**Uit te voeren**
Toon elke regel uit de gegevens hieronder waarin het woord "lichen" voorkomt. Het verschil tussen hoofdletters en kleine letters telt mee.

───── Aangeleverde gegevens

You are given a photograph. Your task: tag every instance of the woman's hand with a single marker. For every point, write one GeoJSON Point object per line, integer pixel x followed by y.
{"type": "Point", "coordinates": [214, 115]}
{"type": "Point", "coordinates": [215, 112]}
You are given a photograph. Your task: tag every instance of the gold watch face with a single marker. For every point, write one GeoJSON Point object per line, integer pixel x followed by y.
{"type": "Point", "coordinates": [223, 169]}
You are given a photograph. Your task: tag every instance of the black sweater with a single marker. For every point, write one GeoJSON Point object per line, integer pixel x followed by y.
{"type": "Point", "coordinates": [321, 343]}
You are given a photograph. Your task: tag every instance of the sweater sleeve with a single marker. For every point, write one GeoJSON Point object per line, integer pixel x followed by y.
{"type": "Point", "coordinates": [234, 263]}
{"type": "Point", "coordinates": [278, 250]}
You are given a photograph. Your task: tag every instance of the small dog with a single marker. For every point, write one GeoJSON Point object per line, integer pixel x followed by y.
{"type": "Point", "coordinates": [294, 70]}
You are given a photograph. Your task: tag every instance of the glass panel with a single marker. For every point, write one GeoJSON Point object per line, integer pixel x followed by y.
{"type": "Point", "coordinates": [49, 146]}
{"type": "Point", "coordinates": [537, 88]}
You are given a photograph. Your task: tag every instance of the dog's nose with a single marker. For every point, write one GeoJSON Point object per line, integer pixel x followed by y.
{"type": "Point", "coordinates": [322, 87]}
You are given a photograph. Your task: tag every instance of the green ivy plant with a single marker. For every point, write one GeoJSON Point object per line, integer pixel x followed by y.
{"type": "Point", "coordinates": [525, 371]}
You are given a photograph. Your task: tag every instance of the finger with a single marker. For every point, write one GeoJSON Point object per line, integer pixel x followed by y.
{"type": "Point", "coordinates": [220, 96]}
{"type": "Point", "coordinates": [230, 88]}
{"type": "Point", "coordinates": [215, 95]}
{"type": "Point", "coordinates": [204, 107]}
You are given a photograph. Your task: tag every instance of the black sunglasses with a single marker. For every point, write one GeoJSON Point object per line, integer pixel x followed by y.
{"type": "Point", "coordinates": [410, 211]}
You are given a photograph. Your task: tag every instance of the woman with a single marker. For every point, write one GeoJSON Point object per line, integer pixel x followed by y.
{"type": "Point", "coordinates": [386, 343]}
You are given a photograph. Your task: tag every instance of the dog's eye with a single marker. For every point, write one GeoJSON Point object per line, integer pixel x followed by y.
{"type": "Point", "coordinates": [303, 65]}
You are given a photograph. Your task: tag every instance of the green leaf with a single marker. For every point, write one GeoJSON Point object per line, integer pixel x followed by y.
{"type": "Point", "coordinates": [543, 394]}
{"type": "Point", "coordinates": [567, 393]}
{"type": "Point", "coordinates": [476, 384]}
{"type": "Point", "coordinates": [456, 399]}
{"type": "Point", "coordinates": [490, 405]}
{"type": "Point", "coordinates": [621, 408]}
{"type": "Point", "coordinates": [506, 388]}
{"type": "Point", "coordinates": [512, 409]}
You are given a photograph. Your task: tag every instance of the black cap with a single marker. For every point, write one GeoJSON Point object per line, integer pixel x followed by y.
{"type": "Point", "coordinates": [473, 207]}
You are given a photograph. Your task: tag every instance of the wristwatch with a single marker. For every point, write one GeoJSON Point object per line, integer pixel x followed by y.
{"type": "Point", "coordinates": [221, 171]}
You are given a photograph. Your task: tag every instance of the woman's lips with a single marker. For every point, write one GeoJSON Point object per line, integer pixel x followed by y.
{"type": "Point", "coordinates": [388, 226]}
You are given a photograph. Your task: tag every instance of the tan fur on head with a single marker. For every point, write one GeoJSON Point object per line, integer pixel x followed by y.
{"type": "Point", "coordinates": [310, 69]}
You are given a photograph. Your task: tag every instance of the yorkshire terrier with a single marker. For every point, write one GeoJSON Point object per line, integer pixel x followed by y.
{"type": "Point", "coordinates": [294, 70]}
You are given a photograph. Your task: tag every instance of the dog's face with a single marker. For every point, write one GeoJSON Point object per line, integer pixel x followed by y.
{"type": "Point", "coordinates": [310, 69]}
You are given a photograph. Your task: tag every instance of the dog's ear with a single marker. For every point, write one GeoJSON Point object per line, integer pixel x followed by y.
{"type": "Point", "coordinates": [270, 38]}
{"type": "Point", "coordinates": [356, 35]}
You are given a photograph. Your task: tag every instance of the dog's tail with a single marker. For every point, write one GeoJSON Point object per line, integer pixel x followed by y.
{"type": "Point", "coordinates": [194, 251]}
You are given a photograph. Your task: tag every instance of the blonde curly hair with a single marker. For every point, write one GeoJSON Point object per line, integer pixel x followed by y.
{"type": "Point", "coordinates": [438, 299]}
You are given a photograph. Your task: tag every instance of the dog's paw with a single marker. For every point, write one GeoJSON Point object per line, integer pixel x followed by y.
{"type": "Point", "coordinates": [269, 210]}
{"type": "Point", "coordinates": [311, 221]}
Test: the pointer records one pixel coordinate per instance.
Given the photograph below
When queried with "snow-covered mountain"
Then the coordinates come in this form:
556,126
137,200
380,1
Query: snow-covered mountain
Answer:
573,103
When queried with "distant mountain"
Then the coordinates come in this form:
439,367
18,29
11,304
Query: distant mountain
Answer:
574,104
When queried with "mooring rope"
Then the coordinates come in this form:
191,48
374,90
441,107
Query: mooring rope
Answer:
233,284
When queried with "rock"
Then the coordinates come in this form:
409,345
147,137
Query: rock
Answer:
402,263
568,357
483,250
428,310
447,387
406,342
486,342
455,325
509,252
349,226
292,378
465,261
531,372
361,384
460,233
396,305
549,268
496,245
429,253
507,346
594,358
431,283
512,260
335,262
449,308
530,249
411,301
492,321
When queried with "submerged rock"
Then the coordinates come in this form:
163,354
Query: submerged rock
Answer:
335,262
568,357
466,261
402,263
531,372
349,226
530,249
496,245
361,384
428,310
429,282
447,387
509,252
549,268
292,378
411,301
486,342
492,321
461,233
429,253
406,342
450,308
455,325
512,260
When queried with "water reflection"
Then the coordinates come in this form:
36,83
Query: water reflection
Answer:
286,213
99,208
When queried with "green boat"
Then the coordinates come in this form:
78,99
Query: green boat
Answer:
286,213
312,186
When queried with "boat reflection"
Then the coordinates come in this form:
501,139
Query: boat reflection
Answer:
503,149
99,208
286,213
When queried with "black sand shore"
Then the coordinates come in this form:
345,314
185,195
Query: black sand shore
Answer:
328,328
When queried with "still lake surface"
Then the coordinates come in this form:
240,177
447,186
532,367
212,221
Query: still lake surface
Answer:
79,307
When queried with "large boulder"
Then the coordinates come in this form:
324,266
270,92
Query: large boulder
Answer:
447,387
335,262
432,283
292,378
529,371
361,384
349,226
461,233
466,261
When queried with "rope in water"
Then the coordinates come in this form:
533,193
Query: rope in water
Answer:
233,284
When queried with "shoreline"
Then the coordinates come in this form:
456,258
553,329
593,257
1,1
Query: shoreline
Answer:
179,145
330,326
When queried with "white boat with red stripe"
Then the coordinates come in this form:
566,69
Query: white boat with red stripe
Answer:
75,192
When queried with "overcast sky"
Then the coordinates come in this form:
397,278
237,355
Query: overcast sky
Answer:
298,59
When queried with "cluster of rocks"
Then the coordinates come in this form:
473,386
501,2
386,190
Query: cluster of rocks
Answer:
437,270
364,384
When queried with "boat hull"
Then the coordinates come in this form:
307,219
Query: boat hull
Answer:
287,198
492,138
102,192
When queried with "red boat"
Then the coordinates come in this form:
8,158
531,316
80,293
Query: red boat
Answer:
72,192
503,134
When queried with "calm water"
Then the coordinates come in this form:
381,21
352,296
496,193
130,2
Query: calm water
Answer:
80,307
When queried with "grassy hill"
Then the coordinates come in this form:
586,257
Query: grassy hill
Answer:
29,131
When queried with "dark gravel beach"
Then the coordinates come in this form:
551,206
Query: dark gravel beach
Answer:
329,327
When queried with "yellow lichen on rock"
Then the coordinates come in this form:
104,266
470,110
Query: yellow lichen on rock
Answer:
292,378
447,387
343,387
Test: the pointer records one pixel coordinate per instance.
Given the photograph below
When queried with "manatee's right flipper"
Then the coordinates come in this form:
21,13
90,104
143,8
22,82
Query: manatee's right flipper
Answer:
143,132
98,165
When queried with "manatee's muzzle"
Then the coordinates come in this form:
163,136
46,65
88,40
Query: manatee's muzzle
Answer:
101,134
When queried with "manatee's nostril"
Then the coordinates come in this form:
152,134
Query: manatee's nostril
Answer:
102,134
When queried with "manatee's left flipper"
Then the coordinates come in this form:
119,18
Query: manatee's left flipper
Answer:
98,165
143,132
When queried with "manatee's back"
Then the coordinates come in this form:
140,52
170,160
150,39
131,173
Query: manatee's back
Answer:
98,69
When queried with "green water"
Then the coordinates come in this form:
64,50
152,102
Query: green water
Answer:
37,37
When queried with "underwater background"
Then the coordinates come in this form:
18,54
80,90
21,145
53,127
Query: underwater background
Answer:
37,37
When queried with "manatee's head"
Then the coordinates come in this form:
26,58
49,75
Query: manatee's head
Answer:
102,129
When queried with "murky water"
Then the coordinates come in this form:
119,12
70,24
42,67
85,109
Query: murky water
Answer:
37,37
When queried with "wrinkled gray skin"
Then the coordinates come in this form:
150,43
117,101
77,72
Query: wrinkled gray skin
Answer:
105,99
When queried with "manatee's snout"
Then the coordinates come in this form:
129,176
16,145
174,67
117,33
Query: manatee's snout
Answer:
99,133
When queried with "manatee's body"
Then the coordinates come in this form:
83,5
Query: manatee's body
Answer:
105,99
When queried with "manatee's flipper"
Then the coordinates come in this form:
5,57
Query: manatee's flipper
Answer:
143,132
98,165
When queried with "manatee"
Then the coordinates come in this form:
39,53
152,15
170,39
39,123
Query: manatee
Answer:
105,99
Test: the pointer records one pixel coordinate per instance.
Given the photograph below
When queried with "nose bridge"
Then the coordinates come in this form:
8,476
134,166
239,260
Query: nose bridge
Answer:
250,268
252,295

──────────
───── Aangeleverde gegevens

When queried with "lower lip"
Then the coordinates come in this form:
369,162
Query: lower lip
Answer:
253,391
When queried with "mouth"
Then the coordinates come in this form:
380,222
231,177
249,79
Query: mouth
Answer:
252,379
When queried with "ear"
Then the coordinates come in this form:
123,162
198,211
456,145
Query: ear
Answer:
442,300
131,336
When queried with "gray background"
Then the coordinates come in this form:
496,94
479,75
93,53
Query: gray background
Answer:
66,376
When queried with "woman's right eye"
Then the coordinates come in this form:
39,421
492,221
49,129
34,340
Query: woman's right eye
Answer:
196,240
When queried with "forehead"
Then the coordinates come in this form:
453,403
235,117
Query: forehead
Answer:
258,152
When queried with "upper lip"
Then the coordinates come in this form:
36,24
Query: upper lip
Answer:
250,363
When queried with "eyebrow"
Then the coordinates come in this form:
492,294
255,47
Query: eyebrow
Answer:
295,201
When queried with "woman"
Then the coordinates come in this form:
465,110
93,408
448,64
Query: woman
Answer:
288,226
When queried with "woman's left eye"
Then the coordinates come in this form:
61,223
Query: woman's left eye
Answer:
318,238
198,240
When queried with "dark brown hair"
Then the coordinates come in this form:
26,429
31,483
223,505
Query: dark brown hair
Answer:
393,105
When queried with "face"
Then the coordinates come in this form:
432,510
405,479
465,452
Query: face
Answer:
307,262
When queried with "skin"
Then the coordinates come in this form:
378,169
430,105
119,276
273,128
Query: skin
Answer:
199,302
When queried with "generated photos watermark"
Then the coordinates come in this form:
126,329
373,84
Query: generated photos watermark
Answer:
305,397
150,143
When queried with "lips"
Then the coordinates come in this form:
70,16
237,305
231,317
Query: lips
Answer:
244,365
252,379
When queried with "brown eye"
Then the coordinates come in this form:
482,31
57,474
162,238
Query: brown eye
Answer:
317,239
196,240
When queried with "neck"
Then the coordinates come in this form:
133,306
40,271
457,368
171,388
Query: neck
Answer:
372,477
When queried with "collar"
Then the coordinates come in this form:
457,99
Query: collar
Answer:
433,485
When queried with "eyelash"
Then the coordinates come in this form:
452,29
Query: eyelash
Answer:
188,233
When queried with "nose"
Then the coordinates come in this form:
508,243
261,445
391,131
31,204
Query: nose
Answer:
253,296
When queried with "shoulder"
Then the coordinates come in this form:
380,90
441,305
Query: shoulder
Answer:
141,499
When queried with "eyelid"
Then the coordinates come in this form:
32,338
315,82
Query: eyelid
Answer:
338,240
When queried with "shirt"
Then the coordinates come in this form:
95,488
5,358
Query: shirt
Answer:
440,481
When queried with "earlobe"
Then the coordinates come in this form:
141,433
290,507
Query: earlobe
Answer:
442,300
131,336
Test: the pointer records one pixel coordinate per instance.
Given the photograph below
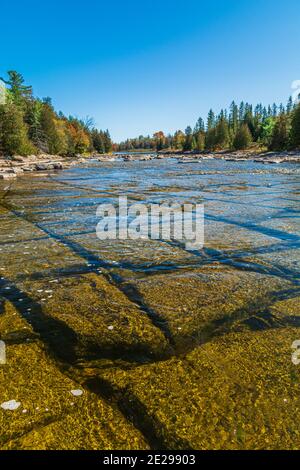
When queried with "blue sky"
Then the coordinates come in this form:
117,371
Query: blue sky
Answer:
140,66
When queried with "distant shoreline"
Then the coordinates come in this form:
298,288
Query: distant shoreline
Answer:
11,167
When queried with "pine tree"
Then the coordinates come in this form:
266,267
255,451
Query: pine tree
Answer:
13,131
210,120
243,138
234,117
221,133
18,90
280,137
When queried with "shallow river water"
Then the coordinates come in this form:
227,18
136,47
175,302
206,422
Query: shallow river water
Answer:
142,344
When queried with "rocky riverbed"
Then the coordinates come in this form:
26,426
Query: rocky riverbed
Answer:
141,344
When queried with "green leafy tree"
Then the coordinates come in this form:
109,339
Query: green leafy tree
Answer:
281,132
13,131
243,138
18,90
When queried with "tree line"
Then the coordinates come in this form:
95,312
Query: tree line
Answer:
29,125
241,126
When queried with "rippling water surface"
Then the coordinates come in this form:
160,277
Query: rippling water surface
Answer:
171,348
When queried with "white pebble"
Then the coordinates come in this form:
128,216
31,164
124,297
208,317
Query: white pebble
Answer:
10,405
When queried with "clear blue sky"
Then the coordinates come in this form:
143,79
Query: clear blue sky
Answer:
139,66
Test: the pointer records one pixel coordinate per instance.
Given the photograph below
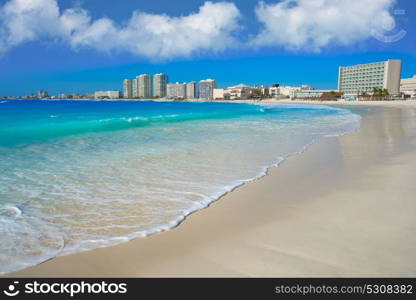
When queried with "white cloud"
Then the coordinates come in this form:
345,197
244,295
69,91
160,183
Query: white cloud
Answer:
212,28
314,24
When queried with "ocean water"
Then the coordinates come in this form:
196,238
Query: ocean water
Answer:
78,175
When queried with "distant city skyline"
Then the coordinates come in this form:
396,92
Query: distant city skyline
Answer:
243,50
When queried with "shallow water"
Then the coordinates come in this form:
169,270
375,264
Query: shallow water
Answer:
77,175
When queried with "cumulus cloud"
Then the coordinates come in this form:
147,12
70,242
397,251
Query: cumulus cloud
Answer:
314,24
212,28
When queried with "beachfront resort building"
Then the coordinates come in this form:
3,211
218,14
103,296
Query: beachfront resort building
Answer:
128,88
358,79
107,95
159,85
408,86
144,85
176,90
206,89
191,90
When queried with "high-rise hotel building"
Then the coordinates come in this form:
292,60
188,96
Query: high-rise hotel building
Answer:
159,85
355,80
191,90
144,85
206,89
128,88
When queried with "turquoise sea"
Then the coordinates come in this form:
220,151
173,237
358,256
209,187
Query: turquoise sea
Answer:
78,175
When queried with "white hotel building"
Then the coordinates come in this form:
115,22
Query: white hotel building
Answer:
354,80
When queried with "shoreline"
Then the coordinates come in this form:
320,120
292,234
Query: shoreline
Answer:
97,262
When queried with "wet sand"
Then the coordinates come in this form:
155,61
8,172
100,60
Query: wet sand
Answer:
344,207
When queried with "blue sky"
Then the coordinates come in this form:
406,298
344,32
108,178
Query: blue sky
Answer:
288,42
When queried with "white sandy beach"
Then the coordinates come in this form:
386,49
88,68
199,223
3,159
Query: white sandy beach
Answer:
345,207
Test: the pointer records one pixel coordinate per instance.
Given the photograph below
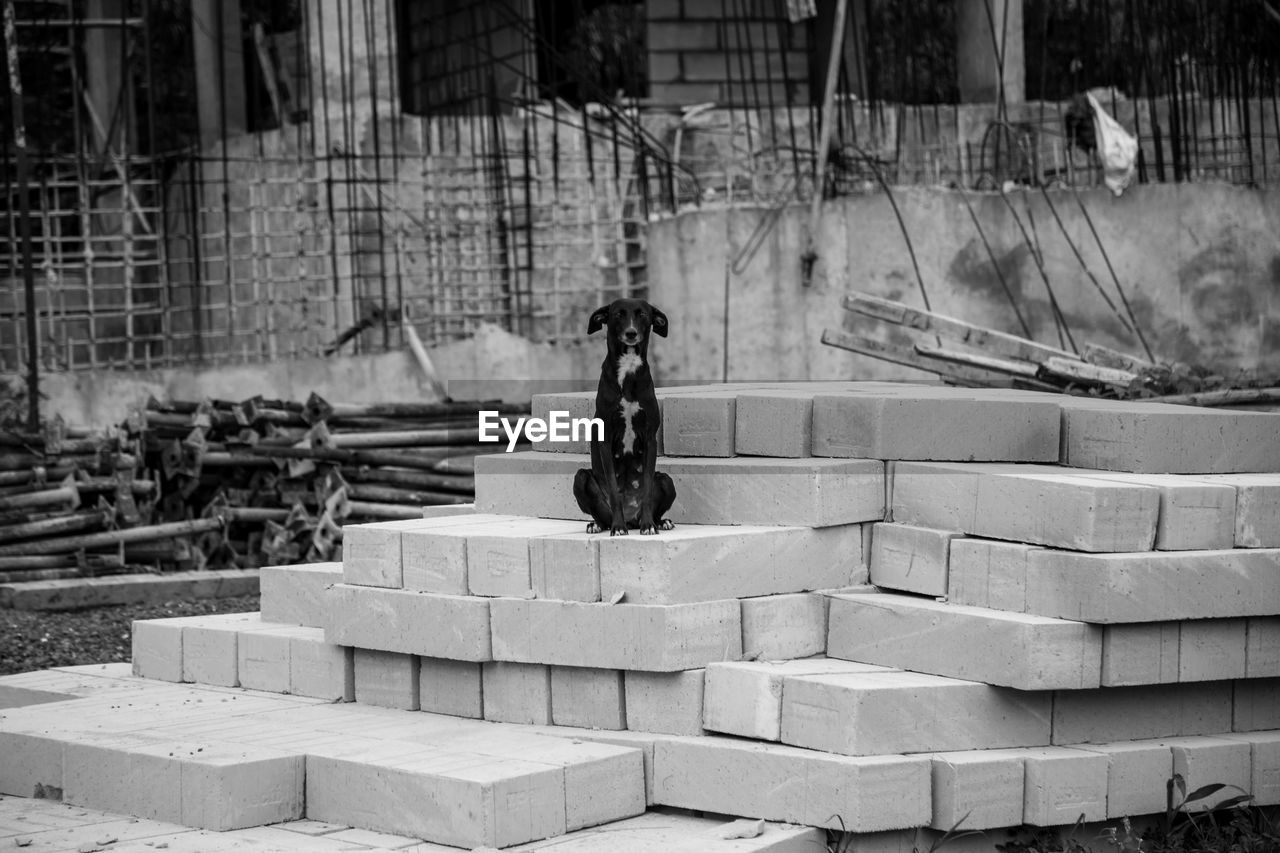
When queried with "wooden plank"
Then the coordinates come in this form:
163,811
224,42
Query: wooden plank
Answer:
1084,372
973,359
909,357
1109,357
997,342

──────────

**Uitgevoerde opdracht**
When queried with "yellow lichen on rock"
Query: yellow lichen on rock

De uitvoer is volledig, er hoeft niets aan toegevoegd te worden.